** Study text **
^^^^^^^^

Firmware Experience

About Firmware

Firmware is the engine that powers all embedded systems. As such, designing firmware to drive client's products is the backbone of our business. Having written programs for dozens of products, we are adept at all aspects of the business: the chips, the tools, the languages, and the applications.

Throughout our careers, microprocessors and microcontrollers have evolved and our experience reflects the resultant diversity. Today's firmware tools are powerful, integrated development environments that inevitably have similarities from one chip maker's product to another. This makes it easy for us to work with the ever-changing tools and chips.

Firmware is similar to software in that it is written in a standard programming language, compiled, debugged, and executed. We work mostly in C but have also used C# and C++. We occasionally code in assembler, but the need for that is rare and we are more likely to use our assembler prowess as a debugging aid.

Program Structure

There are many ways to organize a program:

  • Our simplest designs use a round-robin scheduler. This old, reliable method has a main loop that invokes a set of tasks in fixed order, either as fast as possible or triggered at a specific rate.
  • Another structure we use is a priority-based scheduler. Instead of invoking the tasks in fixed order, it invokes the highest priority, non-idle task. This arrangement improves processing efficiency by favoring more important tasks at the expense of less important ones.
  • A more complex approach uses a real time kernel or RTOS (such as Micrium's uC/OS-II) to implement preemptive multitasking. Now the highest priority task will run as soon as it is ready, interrupting other tasks if needed.
  • Some of our designs are event-driven rather than priority based. These use messages between independent tasks or an event queue with a centralized dispatcher. Instead of prioritzing tasks, each runs only when triggered by an event it must respond to.

^^^^^^^^

** Exercise requirements **
- 1) In the firmware page, which programming language does the team mostly work in?
- 2) Write out the firmware page starting with "About Firmware" and going on through "tools and chips.".
- 3) List every way of organizing a program that the firmware page describes under "Program Structure".

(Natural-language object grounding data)
^^^^^^^^

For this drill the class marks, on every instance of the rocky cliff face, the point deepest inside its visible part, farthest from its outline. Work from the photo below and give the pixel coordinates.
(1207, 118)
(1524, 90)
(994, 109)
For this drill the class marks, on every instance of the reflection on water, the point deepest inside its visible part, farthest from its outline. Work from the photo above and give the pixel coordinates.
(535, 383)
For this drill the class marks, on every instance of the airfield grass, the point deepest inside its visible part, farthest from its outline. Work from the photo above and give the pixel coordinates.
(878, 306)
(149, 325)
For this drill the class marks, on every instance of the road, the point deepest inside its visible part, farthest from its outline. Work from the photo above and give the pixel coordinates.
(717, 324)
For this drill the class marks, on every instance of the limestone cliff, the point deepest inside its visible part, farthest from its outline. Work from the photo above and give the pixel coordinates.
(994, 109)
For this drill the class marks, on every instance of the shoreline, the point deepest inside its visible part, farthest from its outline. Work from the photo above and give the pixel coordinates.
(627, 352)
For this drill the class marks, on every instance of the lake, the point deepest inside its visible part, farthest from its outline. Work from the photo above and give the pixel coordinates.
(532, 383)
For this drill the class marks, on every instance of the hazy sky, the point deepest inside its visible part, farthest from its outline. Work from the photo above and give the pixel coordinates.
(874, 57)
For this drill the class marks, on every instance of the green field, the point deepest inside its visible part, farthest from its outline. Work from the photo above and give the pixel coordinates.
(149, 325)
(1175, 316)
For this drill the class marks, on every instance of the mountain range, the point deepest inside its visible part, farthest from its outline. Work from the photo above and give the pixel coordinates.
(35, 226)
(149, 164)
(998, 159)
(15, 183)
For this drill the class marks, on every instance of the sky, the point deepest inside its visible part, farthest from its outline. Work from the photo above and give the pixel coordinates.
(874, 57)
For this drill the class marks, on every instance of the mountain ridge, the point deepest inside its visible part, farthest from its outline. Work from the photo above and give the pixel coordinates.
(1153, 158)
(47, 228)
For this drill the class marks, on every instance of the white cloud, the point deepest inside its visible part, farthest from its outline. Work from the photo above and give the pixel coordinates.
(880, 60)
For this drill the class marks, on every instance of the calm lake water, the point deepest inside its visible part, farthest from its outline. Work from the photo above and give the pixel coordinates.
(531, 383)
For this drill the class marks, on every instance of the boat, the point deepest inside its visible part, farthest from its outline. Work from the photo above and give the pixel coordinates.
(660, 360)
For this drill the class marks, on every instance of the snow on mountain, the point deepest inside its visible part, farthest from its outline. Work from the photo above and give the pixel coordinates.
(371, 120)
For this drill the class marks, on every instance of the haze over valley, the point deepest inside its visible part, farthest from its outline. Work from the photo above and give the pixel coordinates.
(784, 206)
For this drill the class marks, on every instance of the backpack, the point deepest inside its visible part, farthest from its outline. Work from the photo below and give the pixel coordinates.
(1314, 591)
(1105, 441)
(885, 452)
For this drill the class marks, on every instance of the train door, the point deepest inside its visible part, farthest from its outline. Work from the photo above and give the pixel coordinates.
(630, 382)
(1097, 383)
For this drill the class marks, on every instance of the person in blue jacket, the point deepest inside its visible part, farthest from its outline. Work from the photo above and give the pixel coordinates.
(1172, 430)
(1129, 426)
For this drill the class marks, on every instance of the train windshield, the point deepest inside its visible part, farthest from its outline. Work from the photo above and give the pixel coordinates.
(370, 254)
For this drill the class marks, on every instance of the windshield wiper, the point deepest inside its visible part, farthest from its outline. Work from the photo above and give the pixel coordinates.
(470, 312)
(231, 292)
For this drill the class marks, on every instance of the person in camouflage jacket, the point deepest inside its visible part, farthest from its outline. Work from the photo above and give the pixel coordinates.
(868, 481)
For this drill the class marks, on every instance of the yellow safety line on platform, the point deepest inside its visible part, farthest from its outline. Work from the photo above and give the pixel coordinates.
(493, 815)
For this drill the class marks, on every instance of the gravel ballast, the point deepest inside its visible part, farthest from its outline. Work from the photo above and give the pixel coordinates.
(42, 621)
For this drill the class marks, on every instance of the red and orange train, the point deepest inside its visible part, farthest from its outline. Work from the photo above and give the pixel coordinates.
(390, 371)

^^^^^^^^

** Replies **
- 1) C

- 2)
About Firmware

Firmware is the engine that powers all embedded systems. As such, designing firmware to drive client's products is the backbone of our business. Having written programs for dozens of products, we are adept at all aspects of the business: the chips, the tools, the languages, and the applications.

Throughout our careers, microprocessors and microcontrollers have evolved and our experience reflects the resultant diversity. Today's firmware tools are powerful, integrated development environments that inevitably have similarities from one chip maker's product to another. This makes it easy for us to work with the ever-changing tools and chips.

- 3)
- Round-robin scheduler
- Priority-based scheduler
- Real time kernel or RTOS (such as Micrium's uC/OS-II) for preemptive multitasking
- Event-driven design